» SUPPLIED INFORMATION

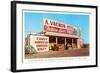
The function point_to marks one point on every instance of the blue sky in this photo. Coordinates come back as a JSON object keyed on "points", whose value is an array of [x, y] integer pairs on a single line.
{"points": [[33, 22]]}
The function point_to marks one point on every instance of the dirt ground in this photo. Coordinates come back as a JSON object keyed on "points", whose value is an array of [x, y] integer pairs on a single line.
{"points": [[60, 53]]}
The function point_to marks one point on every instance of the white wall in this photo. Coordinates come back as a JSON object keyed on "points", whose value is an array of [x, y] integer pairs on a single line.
{"points": [[5, 36]]}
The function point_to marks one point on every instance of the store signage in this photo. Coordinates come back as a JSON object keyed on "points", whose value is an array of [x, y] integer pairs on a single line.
{"points": [[57, 27], [40, 43]]}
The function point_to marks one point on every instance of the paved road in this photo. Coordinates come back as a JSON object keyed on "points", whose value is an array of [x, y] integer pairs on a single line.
{"points": [[60, 53]]}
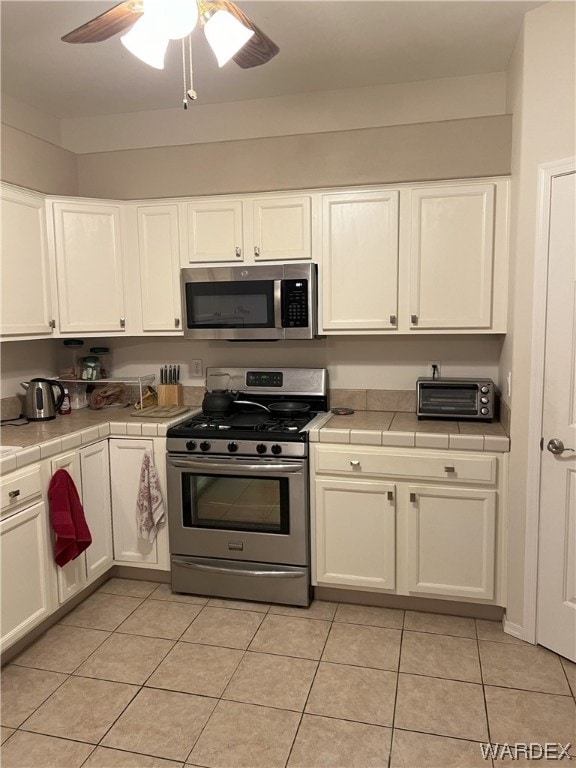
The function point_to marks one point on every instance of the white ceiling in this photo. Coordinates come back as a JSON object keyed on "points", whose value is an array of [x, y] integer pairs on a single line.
{"points": [[324, 45]]}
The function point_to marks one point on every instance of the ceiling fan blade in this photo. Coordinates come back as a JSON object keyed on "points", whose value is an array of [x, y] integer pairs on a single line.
{"points": [[109, 23], [259, 49]]}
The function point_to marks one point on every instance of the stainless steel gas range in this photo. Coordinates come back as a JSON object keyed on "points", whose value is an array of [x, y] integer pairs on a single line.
{"points": [[238, 506]]}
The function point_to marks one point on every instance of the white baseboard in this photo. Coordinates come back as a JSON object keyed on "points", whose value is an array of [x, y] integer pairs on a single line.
{"points": [[512, 629]]}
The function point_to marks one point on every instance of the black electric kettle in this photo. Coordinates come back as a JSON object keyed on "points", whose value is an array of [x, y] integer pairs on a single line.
{"points": [[40, 403]]}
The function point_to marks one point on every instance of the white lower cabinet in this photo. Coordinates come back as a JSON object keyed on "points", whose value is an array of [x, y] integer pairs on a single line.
{"points": [[24, 569], [375, 527], [451, 541], [125, 464], [89, 469], [356, 533]]}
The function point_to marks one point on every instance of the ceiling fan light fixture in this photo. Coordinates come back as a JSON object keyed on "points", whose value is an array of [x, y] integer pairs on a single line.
{"points": [[225, 34], [174, 19], [144, 41]]}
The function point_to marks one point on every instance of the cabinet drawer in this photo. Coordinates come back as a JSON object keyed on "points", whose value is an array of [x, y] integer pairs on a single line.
{"points": [[18, 488], [446, 466]]}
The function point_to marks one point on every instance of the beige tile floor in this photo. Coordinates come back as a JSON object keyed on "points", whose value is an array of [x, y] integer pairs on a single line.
{"points": [[136, 677]]}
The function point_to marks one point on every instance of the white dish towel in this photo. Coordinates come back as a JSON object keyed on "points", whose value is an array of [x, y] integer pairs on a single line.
{"points": [[150, 502]]}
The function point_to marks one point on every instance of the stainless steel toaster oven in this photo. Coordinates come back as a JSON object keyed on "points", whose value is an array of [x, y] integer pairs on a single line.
{"points": [[475, 399]]}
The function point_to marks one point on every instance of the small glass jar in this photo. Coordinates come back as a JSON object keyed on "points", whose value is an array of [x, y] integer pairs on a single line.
{"points": [[90, 370], [69, 359], [104, 356]]}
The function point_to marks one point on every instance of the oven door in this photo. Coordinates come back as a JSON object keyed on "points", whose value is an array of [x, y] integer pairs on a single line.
{"points": [[239, 508]]}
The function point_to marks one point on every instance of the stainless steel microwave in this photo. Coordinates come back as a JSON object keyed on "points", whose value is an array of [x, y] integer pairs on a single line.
{"points": [[259, 303], [462, 399]]}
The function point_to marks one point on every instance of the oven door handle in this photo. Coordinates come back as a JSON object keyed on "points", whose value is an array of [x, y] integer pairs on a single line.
{"points": [[237, 572], [203, 465]]}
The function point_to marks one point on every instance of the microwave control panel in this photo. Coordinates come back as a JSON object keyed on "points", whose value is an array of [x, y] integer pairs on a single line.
{"points": [[295, 303]]}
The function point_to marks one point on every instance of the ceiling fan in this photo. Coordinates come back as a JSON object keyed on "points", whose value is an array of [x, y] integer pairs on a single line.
{"points": [[255, 47]]}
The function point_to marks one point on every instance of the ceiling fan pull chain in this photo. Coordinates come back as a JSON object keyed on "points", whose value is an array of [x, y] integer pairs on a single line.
{"points": [[185, 99], [191, 93]]}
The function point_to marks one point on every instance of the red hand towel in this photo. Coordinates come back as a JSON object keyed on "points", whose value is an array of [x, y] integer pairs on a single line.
{"points": [[67, 518]]}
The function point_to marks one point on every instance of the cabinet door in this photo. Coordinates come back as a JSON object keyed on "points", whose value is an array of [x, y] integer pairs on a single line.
{"points": [[360, 261], [89, 267], [159, 252], [282, 228], [95, 468], [451, 545], [25, 599], [451, 257], [355, 533], [25, 304], [215, 231], [125, 465], [72, 577]]}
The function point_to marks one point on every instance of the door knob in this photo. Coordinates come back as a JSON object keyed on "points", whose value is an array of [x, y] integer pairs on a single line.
{"points": [[556, 446]]}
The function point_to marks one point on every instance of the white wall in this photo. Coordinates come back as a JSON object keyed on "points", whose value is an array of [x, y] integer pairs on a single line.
{"points": [[542, 92]]}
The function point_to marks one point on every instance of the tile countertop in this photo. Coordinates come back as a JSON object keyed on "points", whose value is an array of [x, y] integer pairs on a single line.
{"points": [[42, 439], [404, 430]]}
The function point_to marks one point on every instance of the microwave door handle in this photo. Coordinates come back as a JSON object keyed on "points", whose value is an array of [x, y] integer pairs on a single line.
{"points": [[236, 468], [278, 303]]}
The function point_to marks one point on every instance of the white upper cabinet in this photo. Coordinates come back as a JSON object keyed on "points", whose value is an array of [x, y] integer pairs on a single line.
{"points": [[215, 231], [359, 276], [88, 248], [282, 228], [159, 261], [26, 308], [452, 257], [249, 230]]}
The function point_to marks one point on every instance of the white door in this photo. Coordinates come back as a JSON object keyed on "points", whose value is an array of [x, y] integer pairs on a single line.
{"points": [[25, 304], [451, 541], [451, 257], [215, 232], [355, 533], [556, 605], [88, 245], [72, 577], [159, 252], [95, 467], [360, 261], [125, 464], [282, 228]]}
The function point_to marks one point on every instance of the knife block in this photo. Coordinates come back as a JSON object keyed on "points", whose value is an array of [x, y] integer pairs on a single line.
{"points": [[170, 394]]}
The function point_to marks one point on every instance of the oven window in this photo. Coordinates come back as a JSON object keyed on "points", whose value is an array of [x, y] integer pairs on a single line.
{"points": [[242, 304], [236, 503]]}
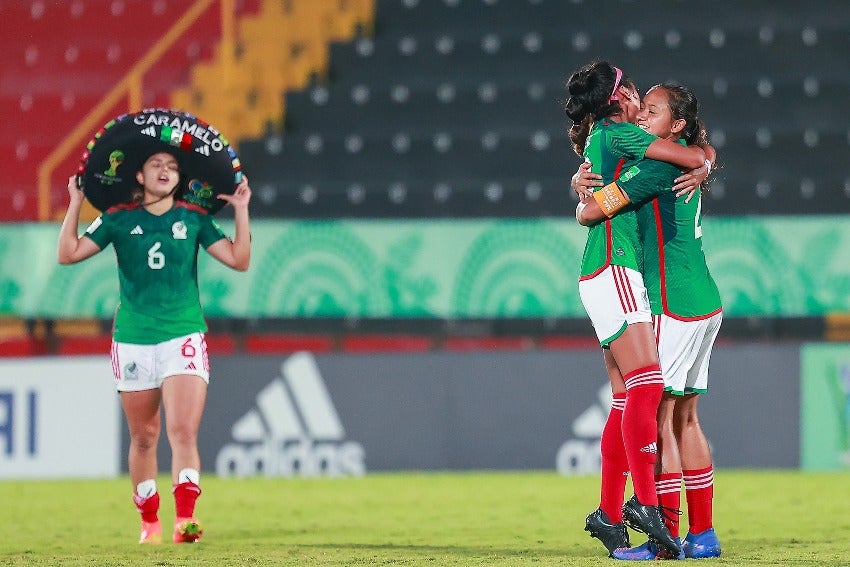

» INSTRUCTIONS TO FOLLOW
Output everything in the records exactly, leaving pictures out.

» EXERCISE ANSWER
The function point_to marks one point on every instance of the blue sky in this photo. Coordinates come back as a JSON object keyed on "points", whose value is an array of [x, y] integer pairs on a single line.
{"points": [[33, 22]]}
The function point_to marks one point on every instance of the dirt ground in this photo. Coordinates come back as a JSON object keyed on "points", whose value is an array of [x, y] integer pairs on a single line.
{"points": [[60, 53]]}
The function point_to marks one point on every instance of the white wall in this photo. Coordinates come back as a JSON object keyed on "points", whose value is an array of [x, y] integer pairs on a single line.
{"points": [[5, 36]]}
The function point_to marks one point on every instance of the store signage in this photo. Coordinates come back as a JSON object keyed on "points", whose value is an array of [x, y] integer pairs on a single line.
{"points": [[57, 27], [40, 43]]}
The function point_to marks one point on every instance of the paved road in this photo. Coordinates come back as a JSON object keyed on "points", whose value is an array of [x, y] integer pairs on a single line.
{"points": [[60, 53]]}
The function point_to marks one point on every instance of the white ceiling in this photo. Coordinates come back as a JSON object keyed on "points", whose value is an array of [x, y] integer pairs on a single line.
{"points": [[324, 45]]}
The function point_to marks one point on every instance of the ceiling fan blade in this photo. Coordinates come back as a JSON object keyed on "points", whose value is an array of [x, y] integer pairs on a single line.
{"points": [[109, 23], [259, 49]]}
The function point_to marks one point on every instance of the stainless steel gas range in this photo. Coordinates come back as a JSON object keyed on "points", whose value is an array of [x, y] integer pairs on a single line.
{"points": [[238, 506]]}
The function point_to marks one point on every instance of the white baseboard in this photo. Coordinates come back as a JSON object keyed on "points", whose value is an array of [x, y] integer pairs on a single line.
{"points": [[512, 629]]}
The function point_to marks one point on every instance of the black electric kettle in this photo. Coordinates come back as a JSON object keyed on "points", whose value is an array of [x, y] integer pairs on a single line.
{"points": [[40, 403]]}
The function point_to marks one point on every instance of the white lower cabinet in this photo. Coordinates come back as a JSON object keyed on "points", whose value is an array of [x, y] integer pairs on a single line.
{"points": [[24, 569], [375, 527], [451, 541], [125, 464], [89, 469], [356, 533]]}
The function point_to marks one point on every instance of the ceiling fan light fixture in this photo. Coordinates come back as a JSON object keyed on "points", whose value is an array of [x, y] integer pairs on a single line.
{"points": [[225, 34], [174, 19], [144, 41]]}
The function point_to marks one point on every instance of the cabinet drawer in this photo. Coordinates come back as a JSON object keyed on "points", whose value is an array of [x, y] integer pairs on a single line.
{"points": [[18, 488], [446, 466]]}
The function point_to marks one point on every instance of the beige tile floor in this photo. Coordinates come back as a JSON object keyed on "points", whose value is an array of [x, y] integer pairs on a single line.
{"points": [[136, 677]]}
The function point_to marks one point on every instance of the white dish towel in this photo. Coordinates come back as a JSON object keyed on "points", whose value is an array of [x, y] integer pairs on a single line.
{"points": [[150, 502]]}
The function point_to marks one point on every instance of the stainless steel toaster oven in this photo. Coordinates come back as a JSON object keyed on "points", whose value is an array of [x, y] integer pairs on a single line.
{"points": [[475, 399]]}
The function point_to marks one point on every instance of the small glass jar in this photo. Coordinates come back as a JSON object keyed on "points", whose value is an array of [x, y] integer pairs on a single line.
{"points": [[90, 370], [69, 359], [104, 356]]}
The function point_to marks one point on every instance of the oven door in this photo. Coordinates come back as a JSON object keyed on "points", whose value is an array of [x, y] integer pairs on a single line.
{"points": [[239, 508]]}
The function point_to marks one point on every instance of the stainless steel microwave in this photo. Coordinates come back as a JSON object keyed on "points", whose value is an array of [x, y] integer pairs on a single line.
{"points": [[259, 303], [462, 399]]}
The function point_to marks one point on every instance of the oven door handle in this photo. Coordinates come back as a JSON object keyed on "points", whose value is an array of [x, y] integer pairs on a single line.
{"points": [[237, 572], [203, 465]]}
The function point_to marks one point on every instance of the microwave control panel in this photo. Coordinates come back as a JSON object keyed on "points", whose value is an array of [x, y] integer pairs on a single line.
{"points": [[295, 303]]}
The function point_to marks one point on every instance of the ceiling fan in this photo. Coordinates come back as a JSON object keyed on "points", whose value is an array of [x, y] integer pairs on a single line.
{"points": [[255, 47]]}
The function point_to marks one point on every instance of the ceiling fan pull chain in this photo. Coordinates come back as a JSON object keyed on "points", whose value is an array of [x, y] integer pairs on a single line.
{"points": [[185, 99], [191, 93]]}
The function point_to marks one point on every instance of the red hand towel in this photo. Coordinates come back as a JSON object keyed on "points", whose value is an array of [x, y] integer pairs on a single line.
{"points": [[67, 518]]}
The function point_to marks one point on every instance of the cabinet door in this photo. Coordinates come back as a JSON object keyed on "points", whose value is an array of [x, y] integer pairs on a single line.
{"points": [[360, 261], [89, 267], [159, 252], [282, 228], [95, 468], [451, 545], [25, 599], [451, 257], [355, 533], [25, 304], [215, 231], [125, 465], [72, 577]]}
The function point_to marks one point on every instance of the door knob in this photo. Coordinates come back as a JSON object keyed on "points", whose value is an array of [x, y] integer pairs on a single line.
{"points": [[556, 446]]}
The function point_to marks one point on every instance of the white wall in this photo. Coordinates come back as a JSON object keyed on "points", whose value is an array of [x, y] integer pairs on a single line.
{"points": [[542, 92]]}
The function point_to marks one point on every instance of the tile countertop in this photo. Coordinates come back as a JSON object keyed on "points", whose value is an array of [x, y] integer pairs on a single line.
{"points": [[42, 439], [404, 430]]}
The function point_to marks one point on every instance of the microwave door handle in this photo. Coordinates come back as a JSON object keyed on "points", whose value is an array of [x, y] integer pairs on a single line.
{"points": [[236, 468], [278, 303]]}
The function point_to marks one point on every instance of the white upper cabinet in this photo. Coordinates come back as a JSON object keyed on "points", whose value is an array of [x, y] integer pairs on a single line.
{"points": [[215, 231], [359, 276], [88, 248], [282, 228], [159, 261], [26, 308], [452, 257], [249, 230]]}
The function point_to marks one point on every instance of the white door in this photo. Coordinates come back as a JSON object keyed on "points", whose value is an array of [x, y] integer pairs on a single line.
{"points": [[25, 304], [451, 541], [451, 257], [215, 232], [355, 533], [556, 605], [88, 245], [72, 577], [159, 252], [95, 467], [360, 261], [125, 464], [282, 228]]}
The function point_to marks one point on every instance of the knife block in this photo. Coordinates come back as a JSON object keyed on "points", whose value is an array of [x, y] integer pairs on a single line.
{"points": [[170, 394]]}
The function point_to marks one point on every instance of the oven window in this photo. Coordinates come back as a JSON object keyed on "points", whose value is an array of [x, y] integer pairs on a single line.
{"points": [[242, 304], [236, 503]]}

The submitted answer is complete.